-------- Dataset rows --------

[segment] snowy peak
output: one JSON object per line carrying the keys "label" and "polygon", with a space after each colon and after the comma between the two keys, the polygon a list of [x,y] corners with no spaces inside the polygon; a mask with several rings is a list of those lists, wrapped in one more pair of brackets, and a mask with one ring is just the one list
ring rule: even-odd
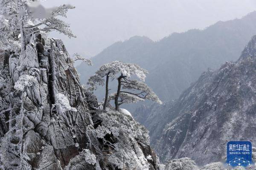
{"label": "snowy peak", "polygon": [[240,60],[247,57],[251,58],[256,57],[256,35],[253,36],[242,52],[239,60]]}

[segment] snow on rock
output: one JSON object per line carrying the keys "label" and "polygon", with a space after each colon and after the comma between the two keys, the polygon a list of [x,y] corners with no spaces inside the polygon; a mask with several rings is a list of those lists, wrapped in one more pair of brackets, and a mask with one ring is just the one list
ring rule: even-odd
{"label": "snow on rock", "polygon": [[86,148],[97,164],[81,168],[94,170],[101,151],[72,60],[61,40],[45,46],[33,36],[22,56],[9,57],[12,78],[0,81],[0,169],[62,170]]}
{"label": "snow on rock", "polygon": [[120,108],[119,109],[119,111],[125,115],[130,116],[133,118],[132,116],[131,116],[131,113],[130,113],[130,112],[129,112],[129,111],[127,110],[126,109]]}
{"label": "snow on rock", "polygon": [[189,158],[172,159],[166,164],[164,170],[197,170],[195,162]]}
{"label": "snow on rock", "polygon": [[32,36],[0,70],[0,169],[160,170],[145,128],[98,109],[63,42]]}
{"label": "snow on rock", "polygon": [[203,165],[220,162],[228,141],[256,142],[256,36],[236,62],[203,73],[177,101],[152,109],[146,121],[163,162],[185,157]]}
{"label": "snow on rock", "polygon": [[159,162],[149,145],[148,131],[131,116],[115,110],[92,113],[104,164],[110,169],[159,170]]}

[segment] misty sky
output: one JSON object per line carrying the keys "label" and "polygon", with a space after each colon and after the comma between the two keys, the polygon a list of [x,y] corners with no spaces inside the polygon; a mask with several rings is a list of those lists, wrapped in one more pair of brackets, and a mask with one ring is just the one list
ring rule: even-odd
{"label": "misty sky", "polygon": [[93,56],[135,35],[157,40],[174,32],[202,29],[219,20],[240,18],[255,10],[255,0],[46,0],[49,7],[76,6],[65,20],[76,38],[61,38],[70,54]]}

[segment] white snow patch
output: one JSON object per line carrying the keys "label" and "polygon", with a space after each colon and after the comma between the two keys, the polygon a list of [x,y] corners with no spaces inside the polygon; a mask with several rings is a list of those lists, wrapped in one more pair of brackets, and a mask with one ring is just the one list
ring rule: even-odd
{"label": "white snow patch", "polygon": [[148,160],[148,161],[152,161],[152,156],[151,156],[151,155],[148,155],[148,156],[147,156],[147,160]]}
{"label": "white snow patch", "polygon": [[132,116],[131,116],[131,113],[130,113],[129,111],[127,110],[126,109],[120,108],[119,109],[119,111],[121,113],[125,114],[125,115],[129,116],[133,118],[133,117]]}

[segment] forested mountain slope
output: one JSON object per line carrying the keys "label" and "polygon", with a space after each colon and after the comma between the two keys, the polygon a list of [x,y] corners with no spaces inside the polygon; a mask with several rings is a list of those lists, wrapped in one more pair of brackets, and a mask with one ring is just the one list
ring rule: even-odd
{"label": "forested mountain slope", "polygon": [[[157,42],[135,36],[116,42],[93,57],[93,66],[82,64],[77,68],[82,83],[85,84],[103,64],[115,60],[137,63],[149,71],[146,83],[161,100],[176,99],[207,68],[217,69],[226,61],[236,60],[256,34],[256,27],[253,12],[240,19],[219,21],[204,30],[174,33]],[[111,92],[116,90],[110,88]],[[103,94],[99,90],[96,93],[100,98]]]}
{"label": "forested mountain slope", "polygon": [[158,170],[147,130],[97,109],[62,41],[35,32],[0,54],[0,169]]}
{"label": "forested mountain slope", "polygon": [[204,72],[176,101],[152,106],[145,123],[160,159],[188,157],[205,164],[224,160],[229,141],[255,143],[255,73],[256,36],[237,62]]}

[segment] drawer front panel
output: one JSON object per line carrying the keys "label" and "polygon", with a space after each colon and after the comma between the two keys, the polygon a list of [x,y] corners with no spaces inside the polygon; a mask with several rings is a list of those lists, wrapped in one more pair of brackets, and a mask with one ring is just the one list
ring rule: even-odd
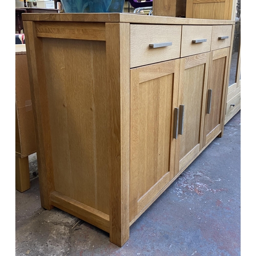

--------

Return every line in the rows above that contains the string "segment".

Problem solution |
[segment] snowy peak
[segment] snow on rock
[segment] misty sky
[segment] white snow patch
[segment] forested mountain slope
[segment] drawer front panel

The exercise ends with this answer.